[PASSAGE FOR REVIEW — start]
Sunlight poured into the room from the left. As he entered, he said to himself, first impressions count. As the new CEO, it was time to meet his middle management. After a firm handshake, he asked them to sit. He wanted to be transparent. He wanted to build trust. As he spoke, his hands moved gently, showing open palms. He shared that there was less income because of the pandemic. And they will need to make some of their teams redundant. He closed his eyes and breathed slowly as he left the room. Shortly after, a middle manager shared the news with a team. He told them that they face redundancy. The news spread quickly, as you could imagine, and that cold emptiness enveloped the new CEO as he grasped the implications. He panicked and blamed the middle manager for spreading false news. The manager wrote back to the CEO, copying in all the middle managers that the news came from the CEO. There was no reply to that email. Within two months, the CEO made the team redundant. And any remnant of trust disappeared with the wind…
When it comes to a leader owning their mistakes, each of us has a story to tell. Sadly, most of our stories will be how our leader stonewalls any discussion. Or justify something, which is plainly wrong. As a leader myself, I’ll put my hand up as being guilty of this. Each leader is different. We are all conditioned by unique experiences. In some cultures, admitting being responsible for a mistake is a weakness. But the question is not why many leaders do not own their mistakes. This is about what if they did.
Does it even matter whether a leader owns their mistake? The truth is that we all know it was his or her mistake. Out of respect, we may not point it out – indeed there is merit in being graceful. Or in our hearts we may know that it will not make a difference. Up until recently, not owning one’s mistake as a leader, was not an unreasonable strategy. Perhaps a one-on-one open discussion with the Board Chairperson would be the limit – but even there, the role of the Chair is to mentor, not berate. But this question of leaders owning their mistakes is relevant because the perfect storm is here. Let us look at the three parts of this perfect storm in managing culture. Many of us are working remotely. The pandemic makes us uncertain. Most of our workforce are Gen Y and Z, who (thankfully) are less prone to selfless duty than the generations before them.
Above all, trust is the key to retain talent and culture. Whether or not, there is a storm outside. You and I know we make mistakes. So, let us press the rewind button. Not to avoid a mistake, because if we don’t make mistakes, what is there to learn from? No, let us look at an alternate approach to working through the mistake.
Imagine, once the news had spread, the new CEO had approached the manager to say, “I should have asked you all to treat this in confidence, because it was not a done deal. Indeed, I should have asked for your help to see what options we had to balance the needs of our people and the financial challenge we face. Or, at least, how to deal with it if redundancy was inevitable. This isn’t your fault – I know you would have acted in the best interests of our people; it is my mistake. Let’s catch up with middle management to let them know. I feel that I need to come clean with the team as quickly as possible as this ambiguity would be hurting them. In the meantime, I’ll update the Board about my error”.
Imagine. He meets middle management and says: “I recognise my error in discussing early thoughts as if they were final. Even though those thoughts may become our only viable option. I must learn from that, but right now we have people without comfort, and many of those have dependent families. I feel that I should meet with them all together – apologise for the way I handled this. Do whatever we can to reduce the pain. This is my responsibility, but I would be grateful if any of you would stand with me to give comfort to the team…” As sunlight pours into the room, it floods with trust. There is our alternative.
[PASSAGE FOR REVIEW — finish]
[DATA PROVIDED — start]
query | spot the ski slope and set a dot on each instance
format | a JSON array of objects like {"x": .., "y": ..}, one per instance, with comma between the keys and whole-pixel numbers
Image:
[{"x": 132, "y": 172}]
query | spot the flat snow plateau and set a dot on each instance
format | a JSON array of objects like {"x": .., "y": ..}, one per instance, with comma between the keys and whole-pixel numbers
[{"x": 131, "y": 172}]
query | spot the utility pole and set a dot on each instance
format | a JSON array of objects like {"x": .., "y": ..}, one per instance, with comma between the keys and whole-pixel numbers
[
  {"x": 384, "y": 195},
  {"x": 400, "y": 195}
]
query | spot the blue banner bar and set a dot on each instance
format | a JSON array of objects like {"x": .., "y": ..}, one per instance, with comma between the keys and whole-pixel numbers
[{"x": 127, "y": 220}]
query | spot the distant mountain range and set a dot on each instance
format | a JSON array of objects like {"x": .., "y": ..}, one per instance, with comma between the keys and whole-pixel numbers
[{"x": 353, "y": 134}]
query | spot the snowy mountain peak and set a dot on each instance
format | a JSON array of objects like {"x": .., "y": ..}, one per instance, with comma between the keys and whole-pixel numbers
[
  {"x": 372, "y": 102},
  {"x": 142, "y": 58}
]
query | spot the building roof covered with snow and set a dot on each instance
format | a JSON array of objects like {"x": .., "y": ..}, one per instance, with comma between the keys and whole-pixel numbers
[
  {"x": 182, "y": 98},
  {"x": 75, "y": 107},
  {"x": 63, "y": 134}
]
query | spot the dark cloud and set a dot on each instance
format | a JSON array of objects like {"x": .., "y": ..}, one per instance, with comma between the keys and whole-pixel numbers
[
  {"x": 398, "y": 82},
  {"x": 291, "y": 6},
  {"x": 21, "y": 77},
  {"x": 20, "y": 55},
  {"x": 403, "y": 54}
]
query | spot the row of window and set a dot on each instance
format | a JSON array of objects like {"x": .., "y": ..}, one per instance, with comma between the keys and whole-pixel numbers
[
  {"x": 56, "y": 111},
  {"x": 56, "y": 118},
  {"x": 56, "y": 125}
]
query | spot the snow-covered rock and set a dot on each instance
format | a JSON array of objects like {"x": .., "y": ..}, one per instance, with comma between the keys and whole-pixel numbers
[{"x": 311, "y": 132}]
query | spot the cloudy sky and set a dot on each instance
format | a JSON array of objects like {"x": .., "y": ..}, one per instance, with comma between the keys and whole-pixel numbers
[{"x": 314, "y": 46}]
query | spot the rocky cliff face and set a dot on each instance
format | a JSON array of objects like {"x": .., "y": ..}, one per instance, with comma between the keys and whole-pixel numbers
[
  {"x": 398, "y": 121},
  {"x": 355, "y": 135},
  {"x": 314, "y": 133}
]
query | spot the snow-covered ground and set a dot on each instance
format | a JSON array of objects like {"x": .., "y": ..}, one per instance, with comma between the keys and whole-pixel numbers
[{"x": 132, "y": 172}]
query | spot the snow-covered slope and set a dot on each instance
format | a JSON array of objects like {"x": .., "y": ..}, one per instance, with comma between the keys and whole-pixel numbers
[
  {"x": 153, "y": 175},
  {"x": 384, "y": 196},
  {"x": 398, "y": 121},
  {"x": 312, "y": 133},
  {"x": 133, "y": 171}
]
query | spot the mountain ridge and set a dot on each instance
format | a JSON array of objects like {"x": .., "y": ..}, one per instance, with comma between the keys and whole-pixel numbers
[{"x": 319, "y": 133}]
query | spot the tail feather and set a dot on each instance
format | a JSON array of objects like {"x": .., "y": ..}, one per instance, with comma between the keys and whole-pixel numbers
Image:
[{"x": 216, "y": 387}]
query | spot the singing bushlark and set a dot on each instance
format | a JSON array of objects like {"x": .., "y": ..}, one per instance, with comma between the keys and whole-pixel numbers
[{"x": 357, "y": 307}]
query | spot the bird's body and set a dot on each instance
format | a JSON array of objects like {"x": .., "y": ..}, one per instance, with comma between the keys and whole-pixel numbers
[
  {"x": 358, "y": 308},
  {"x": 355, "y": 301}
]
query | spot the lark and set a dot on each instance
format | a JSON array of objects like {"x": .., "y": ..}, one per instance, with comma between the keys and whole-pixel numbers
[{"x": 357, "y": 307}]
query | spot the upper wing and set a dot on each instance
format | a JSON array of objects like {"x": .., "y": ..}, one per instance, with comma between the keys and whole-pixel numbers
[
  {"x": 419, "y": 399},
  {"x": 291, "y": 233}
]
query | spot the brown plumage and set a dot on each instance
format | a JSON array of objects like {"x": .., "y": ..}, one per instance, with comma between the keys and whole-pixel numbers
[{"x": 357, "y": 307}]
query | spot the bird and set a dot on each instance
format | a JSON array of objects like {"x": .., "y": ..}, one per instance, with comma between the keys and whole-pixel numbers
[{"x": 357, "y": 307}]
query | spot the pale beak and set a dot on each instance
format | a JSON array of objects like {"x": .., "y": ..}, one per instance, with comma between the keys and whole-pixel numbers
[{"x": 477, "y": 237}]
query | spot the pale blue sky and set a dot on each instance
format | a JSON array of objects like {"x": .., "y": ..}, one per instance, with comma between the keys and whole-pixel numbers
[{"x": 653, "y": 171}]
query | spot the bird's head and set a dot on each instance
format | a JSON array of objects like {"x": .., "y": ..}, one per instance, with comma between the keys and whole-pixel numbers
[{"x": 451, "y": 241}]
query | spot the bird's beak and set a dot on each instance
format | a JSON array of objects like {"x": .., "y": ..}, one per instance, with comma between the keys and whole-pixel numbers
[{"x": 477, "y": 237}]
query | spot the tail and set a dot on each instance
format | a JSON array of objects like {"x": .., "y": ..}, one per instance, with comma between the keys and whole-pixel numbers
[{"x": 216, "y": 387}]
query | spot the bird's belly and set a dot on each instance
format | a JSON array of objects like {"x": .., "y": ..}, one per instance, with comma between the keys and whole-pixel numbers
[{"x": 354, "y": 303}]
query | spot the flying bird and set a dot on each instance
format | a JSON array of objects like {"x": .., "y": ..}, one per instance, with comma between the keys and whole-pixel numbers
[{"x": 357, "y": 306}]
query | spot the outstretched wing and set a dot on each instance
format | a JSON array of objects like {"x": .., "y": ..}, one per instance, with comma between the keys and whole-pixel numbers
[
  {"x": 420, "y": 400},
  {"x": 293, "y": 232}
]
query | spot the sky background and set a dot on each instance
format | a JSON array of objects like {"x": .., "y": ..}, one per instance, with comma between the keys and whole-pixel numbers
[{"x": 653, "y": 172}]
[DATA PROVIDED — finish]
In the essay on leaders owning their mistakes, rewrite everything from "Above all, trust" down to "through the mistake.", swapping "trust" for "confidence". The material has no role in this exercise.

Above all, confidence is the key to retain talent and culture. Whether or not, there is a storm outside. You and I know we make mistakes. So, let us press the rewind button. Not to avoid a mistake, because if we don’t make mistakes, what is there to learn from? No, let us look at an alternate approach to working through the mistake.